Record set:
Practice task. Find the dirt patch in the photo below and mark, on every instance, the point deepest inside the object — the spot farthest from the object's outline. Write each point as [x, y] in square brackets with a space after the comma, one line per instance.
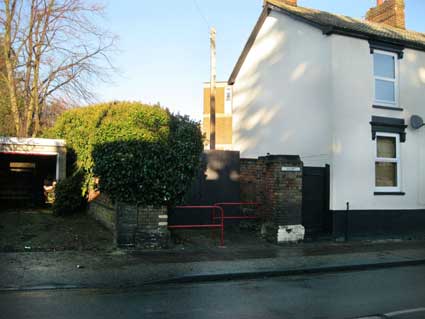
[40, 230]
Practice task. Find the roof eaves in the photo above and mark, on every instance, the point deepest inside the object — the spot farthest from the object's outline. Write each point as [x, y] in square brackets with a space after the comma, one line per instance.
[249, 44]
[367, 36]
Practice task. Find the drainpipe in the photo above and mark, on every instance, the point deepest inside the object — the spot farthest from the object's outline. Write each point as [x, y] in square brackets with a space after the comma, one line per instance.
[346, 220]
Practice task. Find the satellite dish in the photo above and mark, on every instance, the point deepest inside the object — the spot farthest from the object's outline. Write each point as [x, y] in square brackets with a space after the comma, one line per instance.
[416, 122]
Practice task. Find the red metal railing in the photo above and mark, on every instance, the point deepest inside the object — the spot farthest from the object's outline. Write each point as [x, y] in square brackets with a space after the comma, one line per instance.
[236, 204]
[213, 218]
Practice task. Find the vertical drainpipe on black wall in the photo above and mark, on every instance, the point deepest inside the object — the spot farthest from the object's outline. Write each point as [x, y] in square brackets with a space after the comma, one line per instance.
[346, 221]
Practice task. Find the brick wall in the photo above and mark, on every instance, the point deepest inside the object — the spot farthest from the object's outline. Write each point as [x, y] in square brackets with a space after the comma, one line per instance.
[248, 179]
[275, 182]
[391, 12]
[152, 228]
[132, 225]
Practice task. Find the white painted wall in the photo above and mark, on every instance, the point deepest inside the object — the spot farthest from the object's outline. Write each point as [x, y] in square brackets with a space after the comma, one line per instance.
[353, 165]
[300, 92]
[281, 97]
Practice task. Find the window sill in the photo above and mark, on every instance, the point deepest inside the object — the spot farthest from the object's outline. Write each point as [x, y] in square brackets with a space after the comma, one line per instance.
[376, 106]
[389, 193]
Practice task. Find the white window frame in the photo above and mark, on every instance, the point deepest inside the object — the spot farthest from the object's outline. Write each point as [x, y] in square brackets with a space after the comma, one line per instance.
[395, 80]
[388, 160]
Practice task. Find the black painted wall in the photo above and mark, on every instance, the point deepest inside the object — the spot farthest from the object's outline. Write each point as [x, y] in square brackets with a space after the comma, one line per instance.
[217, 181]
[379, 223]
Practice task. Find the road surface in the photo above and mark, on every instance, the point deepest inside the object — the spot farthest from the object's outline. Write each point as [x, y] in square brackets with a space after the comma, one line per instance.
[399, 292]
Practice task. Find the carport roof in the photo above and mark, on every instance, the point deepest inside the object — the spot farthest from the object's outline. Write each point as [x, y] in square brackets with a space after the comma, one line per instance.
[31, 141]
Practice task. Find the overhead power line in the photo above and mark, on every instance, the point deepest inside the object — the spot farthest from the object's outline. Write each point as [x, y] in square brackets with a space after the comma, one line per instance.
[203, 16]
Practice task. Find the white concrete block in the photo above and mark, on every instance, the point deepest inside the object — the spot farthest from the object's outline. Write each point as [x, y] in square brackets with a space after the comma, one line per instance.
[290, 233]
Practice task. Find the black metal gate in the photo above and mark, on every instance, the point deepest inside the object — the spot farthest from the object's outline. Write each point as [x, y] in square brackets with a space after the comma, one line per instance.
[217, 181]
[316, 217]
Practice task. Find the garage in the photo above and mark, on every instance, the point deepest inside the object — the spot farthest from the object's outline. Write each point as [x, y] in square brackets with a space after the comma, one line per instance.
[26, 166]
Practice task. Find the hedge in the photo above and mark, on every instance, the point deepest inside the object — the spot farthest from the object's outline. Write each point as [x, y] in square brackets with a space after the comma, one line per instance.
[68, 198]
[141, 153]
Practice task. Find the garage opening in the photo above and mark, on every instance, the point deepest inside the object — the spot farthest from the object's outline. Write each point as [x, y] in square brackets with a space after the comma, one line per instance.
[22, 178]
[26, 166]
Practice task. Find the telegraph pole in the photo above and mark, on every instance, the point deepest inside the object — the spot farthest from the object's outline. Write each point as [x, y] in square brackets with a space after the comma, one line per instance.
[212, 88]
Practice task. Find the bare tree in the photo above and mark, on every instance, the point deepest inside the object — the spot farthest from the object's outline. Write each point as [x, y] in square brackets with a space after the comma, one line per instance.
[52, 49]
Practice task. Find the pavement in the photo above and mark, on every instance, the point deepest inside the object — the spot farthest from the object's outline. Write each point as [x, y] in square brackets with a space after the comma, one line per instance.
[131, 268]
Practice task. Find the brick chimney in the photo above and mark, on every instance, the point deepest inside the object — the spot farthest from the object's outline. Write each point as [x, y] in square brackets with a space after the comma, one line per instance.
[291, 2]
[288, 2]
[390, 12]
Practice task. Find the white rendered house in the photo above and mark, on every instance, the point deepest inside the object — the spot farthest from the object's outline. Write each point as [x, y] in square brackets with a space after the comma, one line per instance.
[339, 91]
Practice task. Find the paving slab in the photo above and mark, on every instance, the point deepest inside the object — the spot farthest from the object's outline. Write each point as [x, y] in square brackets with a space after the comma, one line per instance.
[129, 268]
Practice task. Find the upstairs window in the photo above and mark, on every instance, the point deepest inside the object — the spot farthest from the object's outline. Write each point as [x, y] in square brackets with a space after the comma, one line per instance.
[385, 70]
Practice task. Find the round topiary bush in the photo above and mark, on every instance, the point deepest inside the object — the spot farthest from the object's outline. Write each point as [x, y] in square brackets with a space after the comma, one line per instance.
[141, 153]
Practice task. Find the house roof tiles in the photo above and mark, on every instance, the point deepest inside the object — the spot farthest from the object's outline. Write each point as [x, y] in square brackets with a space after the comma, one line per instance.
[335, 22]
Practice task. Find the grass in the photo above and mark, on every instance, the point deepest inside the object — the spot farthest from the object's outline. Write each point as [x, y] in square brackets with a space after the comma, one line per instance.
[40, 230]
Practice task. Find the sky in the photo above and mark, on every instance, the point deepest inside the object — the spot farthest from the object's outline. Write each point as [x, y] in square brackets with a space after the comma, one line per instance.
[164, 50]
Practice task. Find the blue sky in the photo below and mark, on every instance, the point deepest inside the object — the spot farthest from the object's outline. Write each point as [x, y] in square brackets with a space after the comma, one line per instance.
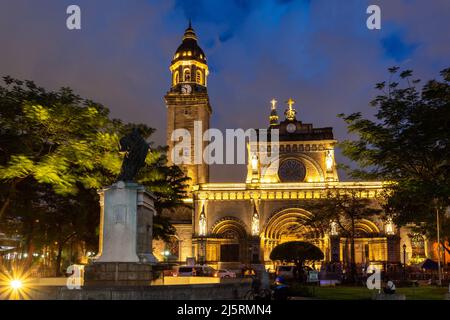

What to work on: Extract every line of the records above that contains the word "garage", copying each line in full.

Exercise result:
Practice task. Find the garage in the photo above and mark, on every instance, the point deepest inside the object — the spot farthest from the object's outline. Write each point as [x, y] in square brackets with a space after the comma, one line per instance.
Practice task. Find the garage opening in the photo above and mark, on every instance, the point deepest inside the object — the spot farthest from the object's outline. Write each point as [x, y] in square brackets with a space after the comma, one line per instance.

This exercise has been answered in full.